**Extracted text**
□ □ □

B R has brought his work to the masses through video and a TED Talk, but he now has an even wider audience – through the Unreasonable at Sea program – for Guru G, VitaBeans’ gamified platform for teaching, teacher training and certification.

We’re excited to share B R’s energy and excitement with you today. His work is already making a difference in India, where the prospect of reforming and modernizing education can seem daunting. Look for more stories from Unreasonable at Sea here at Daily Edventures as the 100-day journey continues…


What drew you to the field of education? Why is it important to you?

I had always found it difficult to sit in a classroom, even when the teacher was amazing! I felt like I had a pace of learning different than rest of the class which made me bored and uncomfortable. Fortunately, I always had teachers who understood that and made exceptions for me, which automatically made me excel in academics once I got to learn in my own ways – without which I might not even have stayed in school or university.

During my final year of undergrad, I started my first company – Vita Beans. Our first creation was a behavior simulation product that profiles a person’s personality and simulates how they would react to different situations as well as recommend what tasks/situations work best for them. That was when a few educationists and education companies I knew seeded the idea of using such profiles to create personalized learning experiences for a student within their classrooms. That struck a chord with my own childhood experiences and we started working on it. A year later, we came out with an adaptive games-based learning platform which was our first entry into education space.

A year later, I spent nine months at the Ed Tech dept of McGill (ATLAS Lab) under the Sauve Fellowship program, and that was when I got a chance to dive deep into education research and the foundations of learning science. That experience introduced me to so many amazing ideas that were very well validated in the research space – but very few teachers knew about them. That got me thinking about the gap between education research and classroom practices. Which eventually led to me working with my team to create Guru-G – which is a gamified platform for teaching, teacher training and certification of teachers. Teachers use Guru-G as an in-class tablet/mobile companion that helps them learn new skills and customize their teaching methods in real-time to fit class mood and student performance.

Can you tell us about a favorite teacher, or someone who made a difference in your education?

My high school physics teacher – G R Manjunath (GRM). A short, bespectacled genius who always went out of his way to make physics as exciting and thought-provoking as possible. I also got a chance to work with him and two other friends of mine to build amazing projects and prototypes that won us many awards within India. All those experiences with GRM largely sculpted my passion in life towards building things, towards physics and the analytical way of thinking it inspires, and towards being able to articulate your ideas in a clear and crisp way.

Please describe how your professional achievements have advanced innovation in education.  What has changed as a result of your work?

Our games-based learning product has been adopted by schools across 12 different states and has over 2 million plays. We have also co-founded the National Association for Simulations & Serious Games (NASSG) in India to promote experiential learning through games and simulations.

We’ve also had an opportunity to speak at many conferences to an audience of educators, education companies and government stakeholders where we have advocated for the use of innovative pedagogies and games-based learning in classrooms.

In your view, what is the most exciting innovation happening in education today?

Personalizing the teaching-learning experience! We are moving away from the one-size fits all model of education and towards approaches that try to personalize the learning experience for every individual learner. However, I believe it still needs to happen within a school/community as opposed to an online world – because the real-world social experience and the skills it imparts is extremely critical for holistic development of a child.

□ □ □

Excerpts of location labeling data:
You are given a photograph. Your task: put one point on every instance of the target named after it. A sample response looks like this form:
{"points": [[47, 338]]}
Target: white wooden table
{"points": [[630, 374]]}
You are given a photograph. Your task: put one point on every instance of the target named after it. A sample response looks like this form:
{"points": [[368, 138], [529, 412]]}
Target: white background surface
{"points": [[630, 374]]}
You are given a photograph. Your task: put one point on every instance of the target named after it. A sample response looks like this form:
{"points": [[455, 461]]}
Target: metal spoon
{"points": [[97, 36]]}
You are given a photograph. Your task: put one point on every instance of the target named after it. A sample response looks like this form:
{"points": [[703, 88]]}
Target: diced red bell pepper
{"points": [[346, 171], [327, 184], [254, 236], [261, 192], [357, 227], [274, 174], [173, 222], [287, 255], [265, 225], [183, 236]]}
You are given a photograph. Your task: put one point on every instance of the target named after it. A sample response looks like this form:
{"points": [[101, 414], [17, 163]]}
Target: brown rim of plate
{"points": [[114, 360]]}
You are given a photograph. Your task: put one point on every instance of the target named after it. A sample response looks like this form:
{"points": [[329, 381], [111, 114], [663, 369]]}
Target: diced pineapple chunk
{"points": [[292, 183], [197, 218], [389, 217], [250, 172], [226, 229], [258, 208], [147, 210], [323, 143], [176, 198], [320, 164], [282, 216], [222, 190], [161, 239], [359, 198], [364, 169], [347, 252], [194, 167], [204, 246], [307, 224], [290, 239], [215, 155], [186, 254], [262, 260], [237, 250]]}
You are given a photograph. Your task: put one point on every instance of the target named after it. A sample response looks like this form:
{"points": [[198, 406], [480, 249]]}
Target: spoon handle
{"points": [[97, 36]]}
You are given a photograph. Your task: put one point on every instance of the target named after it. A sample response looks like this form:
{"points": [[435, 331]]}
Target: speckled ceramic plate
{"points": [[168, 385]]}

□ □ □

**Goals**
A: Summarize the interview about Guru-G in two sentences.
B: Write the next part of the interview about Guru-G.

**Answers to the tasks**
A: B R, whose company VitaBeans offers Guru-G as a gamified platform for teaching, teacher training and certification, says that finding it hard to learn at the same pace as his classmates drew him to education. A fellowship at McGill showed him the gap between education research and classroom practice, which led his team to build Guru-G, and he sees personalized teaching and learning within schools as the most exciting innovation today.

B:
Is there a 21st century skill (critical thinking and problem solving, communication, collaboration, or creativity and innovation) that you are most passionate about? Why?

If I have to be objective, I would have chosen critical thinking and problem solving. But I have a greater bias towards creativity and innovation. I believe it’s the most liberating skill an individual can pick up. Also, as humanity we are at a stage where many of our problems today are a direct result of “yesterday’s solutions” – which means relying upon what has worked in the past to invent the future is no longer an option. This will push us to be more creative and explore new solutions to problems of tomorrow – and that requires creativity and innovation.

If you could give one educational tool to every child in the world, what would it be? Why?

A great teacher! There is an old Indian saying: All that is required for a good education is an inspired teacher, an engaged student and a tree (tree being a metaphor for some sort of infrastructure). And many studies over the years have proven that a good teacher is the single most powerful predictor of student performance in classrooms around the world.

What is your country doing well currently to support education?

The RTE (right to education) act is a step in the right direction. It also mandates a new system called CCE (continuous and comprehensive evaluation) that introduces co-scholastic skills into the mainstream education system. Now that there is a policy mandating schools to adopt a new system – the entire ecosystem is suddenly hyperactive – everyone is trying to figure out how to adapt to the new system; what innovations are required to ease the transition; what new methods of teaching/learning needs to be adopted to facilitate CCE, etc.

How must education change in your country to ensure that students are equipped to thrive in the 21st century?

India has over 200 million kids in the school-going age. So scale is a big factor to consider when discussing any change/solution. If we can figure out education models that can impart 21st century skills to students at such a large scale – that will be a first step towards revolutionizing education in India.

About Amruth B R
@amruth

Amruth BR was a recipient of Canada’s prestigious Sauvé Scholars fellowship in 2010, the youngest among 14 fellows selected. He was selected as a delegate for One Young World Global Summit at London in February 2010 by the United Nations and was a finalist for the Palomar5 Camp at Berlin. He has been a Research fellow at the Indian Institute of Science, the Tata Institute of Fundamental Research, the Indian Academy of Sciences, and the Indian Institute of Astrophysics.

  • Birthplace: Bangalore, India
  • Current residence: Bangalore, India
  • Education: Masters in Physics; Sauve Scholar at McGill University
  • Website I check every day: Quora, Facebook, Wikipedia, NDTV
  • Person who inspires me most: Krishna (fictional – from the Indian epic Mahabharata)
  • Favorite childhood memory: I loved reading stories! My mom filled our home with story books from around the world – different countries, cultures, religion, science, philosophy, spirituality – any genre could be found! That’s definitely something I enjoyed a lot.
  • Next travel destination (work or pleasure): South Africa
  • When was the last time you laughed? Why?: Ken Banks cracked a joke about my age.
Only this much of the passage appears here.